##### Records to use #####

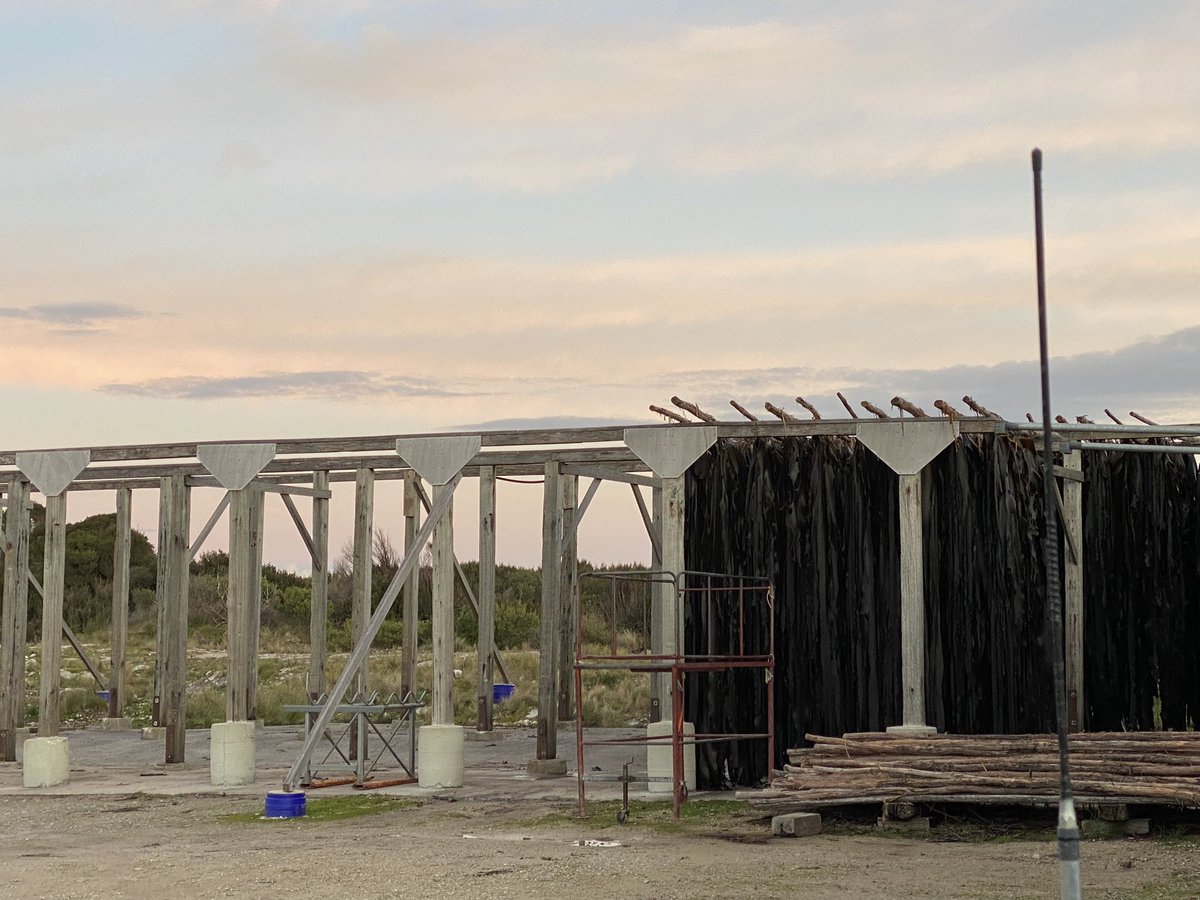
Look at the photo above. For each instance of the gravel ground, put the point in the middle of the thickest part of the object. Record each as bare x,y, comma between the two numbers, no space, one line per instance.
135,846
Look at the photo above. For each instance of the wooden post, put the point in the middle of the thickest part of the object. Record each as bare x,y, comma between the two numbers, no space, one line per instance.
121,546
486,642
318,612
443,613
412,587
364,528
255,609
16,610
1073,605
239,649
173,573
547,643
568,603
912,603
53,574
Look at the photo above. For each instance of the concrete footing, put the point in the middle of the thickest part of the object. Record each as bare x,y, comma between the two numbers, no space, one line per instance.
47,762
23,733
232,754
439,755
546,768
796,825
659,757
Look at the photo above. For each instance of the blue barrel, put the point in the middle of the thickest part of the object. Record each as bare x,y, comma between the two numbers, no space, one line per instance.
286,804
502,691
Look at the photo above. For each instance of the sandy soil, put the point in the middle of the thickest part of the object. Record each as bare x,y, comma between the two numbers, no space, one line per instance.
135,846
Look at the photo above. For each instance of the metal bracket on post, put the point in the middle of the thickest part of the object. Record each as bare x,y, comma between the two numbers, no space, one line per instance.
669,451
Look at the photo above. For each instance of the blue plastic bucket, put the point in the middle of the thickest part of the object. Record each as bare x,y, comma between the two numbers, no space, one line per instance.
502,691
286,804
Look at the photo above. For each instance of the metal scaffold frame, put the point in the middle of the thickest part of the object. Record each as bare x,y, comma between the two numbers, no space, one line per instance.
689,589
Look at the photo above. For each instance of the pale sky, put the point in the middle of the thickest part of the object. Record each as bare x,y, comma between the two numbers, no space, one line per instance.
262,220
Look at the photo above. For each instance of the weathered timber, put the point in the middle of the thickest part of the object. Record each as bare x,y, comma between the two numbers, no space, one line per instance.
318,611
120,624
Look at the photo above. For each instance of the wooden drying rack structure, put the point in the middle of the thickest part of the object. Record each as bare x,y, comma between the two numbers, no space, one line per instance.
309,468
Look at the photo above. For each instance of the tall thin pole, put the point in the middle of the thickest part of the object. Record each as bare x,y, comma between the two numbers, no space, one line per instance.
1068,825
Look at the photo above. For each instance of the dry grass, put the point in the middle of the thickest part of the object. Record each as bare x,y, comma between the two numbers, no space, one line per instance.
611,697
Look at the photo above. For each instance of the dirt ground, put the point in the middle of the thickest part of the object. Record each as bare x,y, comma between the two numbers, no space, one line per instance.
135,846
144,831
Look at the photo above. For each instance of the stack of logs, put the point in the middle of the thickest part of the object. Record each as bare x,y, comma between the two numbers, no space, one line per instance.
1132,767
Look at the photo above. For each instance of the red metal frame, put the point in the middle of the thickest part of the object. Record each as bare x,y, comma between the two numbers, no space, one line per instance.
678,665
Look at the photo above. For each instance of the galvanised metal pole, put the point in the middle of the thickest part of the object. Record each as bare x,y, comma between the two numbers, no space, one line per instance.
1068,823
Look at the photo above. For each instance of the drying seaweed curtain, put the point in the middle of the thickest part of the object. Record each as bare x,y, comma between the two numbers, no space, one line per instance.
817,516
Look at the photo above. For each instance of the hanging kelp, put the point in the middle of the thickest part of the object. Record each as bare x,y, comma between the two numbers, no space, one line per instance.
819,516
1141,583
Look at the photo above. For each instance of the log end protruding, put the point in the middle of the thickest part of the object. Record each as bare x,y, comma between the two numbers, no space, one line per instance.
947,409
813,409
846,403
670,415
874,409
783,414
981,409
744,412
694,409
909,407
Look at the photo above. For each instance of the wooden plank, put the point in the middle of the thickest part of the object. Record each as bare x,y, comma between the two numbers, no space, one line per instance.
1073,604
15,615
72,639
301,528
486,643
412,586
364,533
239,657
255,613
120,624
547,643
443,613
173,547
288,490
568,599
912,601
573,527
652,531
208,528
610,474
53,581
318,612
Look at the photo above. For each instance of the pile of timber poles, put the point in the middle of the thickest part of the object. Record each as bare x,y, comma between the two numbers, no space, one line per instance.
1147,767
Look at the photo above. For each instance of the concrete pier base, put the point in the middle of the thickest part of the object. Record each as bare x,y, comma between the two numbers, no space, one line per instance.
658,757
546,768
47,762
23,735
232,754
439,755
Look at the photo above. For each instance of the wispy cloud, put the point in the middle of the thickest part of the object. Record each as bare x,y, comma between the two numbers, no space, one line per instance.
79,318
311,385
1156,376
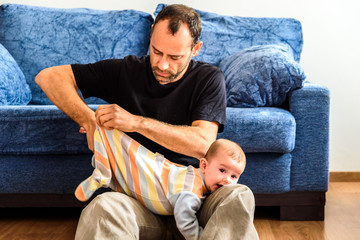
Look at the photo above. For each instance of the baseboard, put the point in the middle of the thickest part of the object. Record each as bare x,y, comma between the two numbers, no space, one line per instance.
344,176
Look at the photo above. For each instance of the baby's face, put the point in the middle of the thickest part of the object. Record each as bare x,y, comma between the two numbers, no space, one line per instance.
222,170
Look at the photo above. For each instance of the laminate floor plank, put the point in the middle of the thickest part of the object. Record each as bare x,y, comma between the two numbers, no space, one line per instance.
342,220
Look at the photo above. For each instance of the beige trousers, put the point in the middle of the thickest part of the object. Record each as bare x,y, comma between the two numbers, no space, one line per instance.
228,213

#####

[Exercise objective] Render every line of the material above as a Markdown table with the columns Row and Line, numbering each row and omitting blank lines. Leave the pictures out of the answer.

[Full answer]
| Row | Line |
|---|---|
| 1 | Look at the photo above. For each instance of the gravel ground, put the point in the middle of the thickest part of the object. Record each as bare x,y, comma between the two numbers, no space, one line per instance. |
| 2 | 135,846 |
| 3 | Look at the photo above. For each instance of the wooden post, put the point in the middle of the thickest part of the object. Record each as bare x,y, comma between the two numbers, no space, one line per instance. |
| 4 | 121,546 |
| 5 | 486,642 |
| 6 | 318,612 |
| 7 | 443,613 |
| 8 | 412,587 |
| 9 | 364,528 |
| 10 | 255,609 |
| 11 | 16,610 |
| 12 | 1073,605 |
| 13 | 239,649 |
| 14 | 173,573 |
| 15 | 547,643 |
| 16 | 568,603 |
| 17 | 912,603 |
| 18 | 53,574 |
| 19 | Look at the photo above. For each instance of the concrete footing, put the point in the middle of the thickest part of the object. Record each as bare x,y, comma between the two numbers, no space, one line per instance. |
| 20 | 47,762 |
| 21 | 23,733 |
| 22 | 232,754 |
| 23 | 439,755 |
| 24 | 546,768 |
| 25 | 796,825 |
| 26 | 659,757 |
| 27 | Look at the photo above. For each instance of the blue barrel, put the point in the middle of the thickest part of the object. Record each as bare x,y, comma between the two numbers, no space, one line per instance. |
| 28 | 286,804 |
| 29 | 502,691 |
| 30 | Look at the photo above. For each instance of the sandy soil, put the point in the middle of the thickest part of the object. Record each as bare x,y, comma between the two numbers, no space, one line per instance. |
| 31 | 135,846 |
| 32 | Look at the photo above. For each instance of the metal bracket on post, put the point in the middle of the thickest part of the object. Record each as bare x,y, comma between the two numbers, no space, one line per instance. |
| 33 | 669,451 |
| 34 | Look at the photo above. For each instance of the blue plastic bucket, put the point in the middle of the thickest part of the object. Record each as bare x,y, comma between the two numbers, no space, one line per instance. |
| 35 | 502,691 |
| 36 | 286,804 |
| 37 | Look at the photo above. For each instance of the metal scaffold frame, put the point in the middle of the thickest part of the object. Record each as bare x,y, comma between the two numbers, no space, one line per instance. |
| 38 | 689,589 |
| 39 | Look at the photo above. For each instance of the pale sky, put the point in the middle of the thickest part of the object. Record each as bare x,y, comma between the two numbers, no space, one line per instance. |
| 40 | 262,220 |
| 41 | Look at the photo above. For each instance of the weathered timber, put the point in the middle of the thickest part of the object. Record each as bare x,y, comma between the two numbers, no space, one line per instance. |
| 42 | 318,611 |
| 43 | 120,624 |
| 44 | Look at the photo above. For each instance of the wooden drying rack structure, put the point in the middle of the thickest part of the object. Record each as bare x,y, comma between the two numbers, no space, one line per instance. |
| 45 | 309,468 |
| 46 | Look at the photo above. For each instance of the tall thin pole, put the point in the middle of the thickest part of the object. Record each as bare x,y, comma between the two numbers, no space, one line per instance. |
| 47 | 1068,825 |
| 48 | Look at the photo above. For each instance of the dry grass, put the point in the middle of the thickest part of the object. Record each as bare x,y, comma between the two numbers, no space, one line per instance. |
| 49 | 611,697 |
| 50 | Look at the photo above. For each instance of the dirt ground, put the point in the middle of the thickest part of the object. Record each as bare x,y, comma between the two numbers, no space, one line per instance. |
| 51 | 135,846 |
| 52 | 144,831 |
| 53 | Look at the photo above. For each instance of the stack of logs, put the point in the middle of the thickest part of the object. Record each as bare x,y, comma between the two numbers, no space, one line per instance. |
| 54 | 1132,767 |
| 55 | Look at the photo above. For each instance of the red metal frame, put the point in the middle of the thickest part of the object. Record each as bare x,y, comma between the two numbers, no space, one line per instance. |
| 56 | 678,665 |
| 57 | Look at the photo above. For each instance of the galvanised metal pole, put the point in the middle of the thickest part of the object. Record each as bare x,y, comma between the two numbers, no space, one line per instance. |
| 58 | 1068,823 |
| 59 | Look at the photo above. For each instance of the drying seaweed curtain, put the point in the middle of the thickest part of the object. Record each as bare x,y, comma between the two numbers, no space, one line per instance. |
| 60 | 817,516 |
| 61 | Look at the photo above. For each instance of the hanging kelp, put the point in the middle of the thickest part of the object. Record each as bare x,y, comma between the two numbers, no space, one line per instance. |
| 62 | 819,516 |
| 63 | 1141,583 |
| 64 | Look at the photo above. For each instance of the log end protruding, put the point in the middle of the thickest part of the object. Record each as bare x,y, comma between the two numbers, no space, one line per instance. |
| 65 | 947,409 |
| 66 | 813,409 |
| 67 | 846,403 |
| 68 | 670,415 |
| 69 | 874,409 |
| 70 | 783,414 |
| 71 | 981,409 |
| 72 | 744,412 |
| 73 | 694,409 |
| 74 | 909,407 |
| 75 | Look at the photo above. For each instance of the wooden plank, put the point in the middle of the thickest part of the object. Record each as bare x,y, comma between the two numbers, no space, one line per instance. |
| 76 | 1073,604 |
| 77 | 15,615 |
| 78 | 72,639 |
| 79 | 301,528 |
| 80 | 486,643 |
| 81 | 412,586 |
| 82 | 364,533 |
| 83 | 239,657 |
| 84 | 255,613 |
| 85 | 120,624 |
| 86 | 547,643 |
| 87 | 443,613 |
| 88 | 173,547 |
| 89 | 288,490 |
| 90 | 568,599 |
| 91 | 912,601 |
| 92 | 573,527 |
| 93 | 652,531 |
| 94 | 208,528 |
| 95 | 610,474 |
| 96 | 53,581 |
| 97 | 318,612 |
| 98 | Look at the photo above. For each instance of the pile of timber poles, put the point in the middle of the thickest part of the object. Record each as bare x,y, comma between the two numbers, no space, one line per instance. |
| 99 | 1147,767 |
| 100 | Look at the photo above. For each instance of the concrete pier base, put the point in the middle of the thickest part of the object. Record each as bare x,y, comma between the two numbers, no space, one line per instance. |
| 101 | 658,757 |
| 102 | 546,768 |
| 103 | 47,762 |
| 104 | 23,735 |
| 105 | 232,754 |
| 106 | 439,755 |
| 107 | Look at the photo above. For each instance of the wispy cloud, put the point in the middle of the thickest part of the object. Record each as bare x,y, comma between the two numbers, no space, one line per instance. |
| 108 | 79,318 |
| 109 | 311,385 |
| 110 | 1156,376 |
| 111 | Look at the photo above. For each instance of the baseboard, put the point in the middle of the thickest part of the object. Record each as bare x,y, comma between the two numbers, no space, one line per instance. |
| 112 | 344,176 |
| 113 | Look at the photo above. For each instance of the baby's face, put the point in the middle of the thickest part of the object. Record each as bare x,y, comma between the two numbers, no space, one line per instance. |
| 114 | 222,170 |
| 115 | Look at the photo above. For each instance of the laminate floor plank, put the point in the middle of the thickest part of the object. Record each as bare x,y, comma between the two numbers, no space, one line per instance. |
| 116 | 342,220 |
| 117 | Look at the photo above. For each instance of the beige trousers, put the point in the middle of the thickest part of the object. Record each as bare x,y, comma between the two numbers, no space, one line per instance. |
| 118 | 228,213 |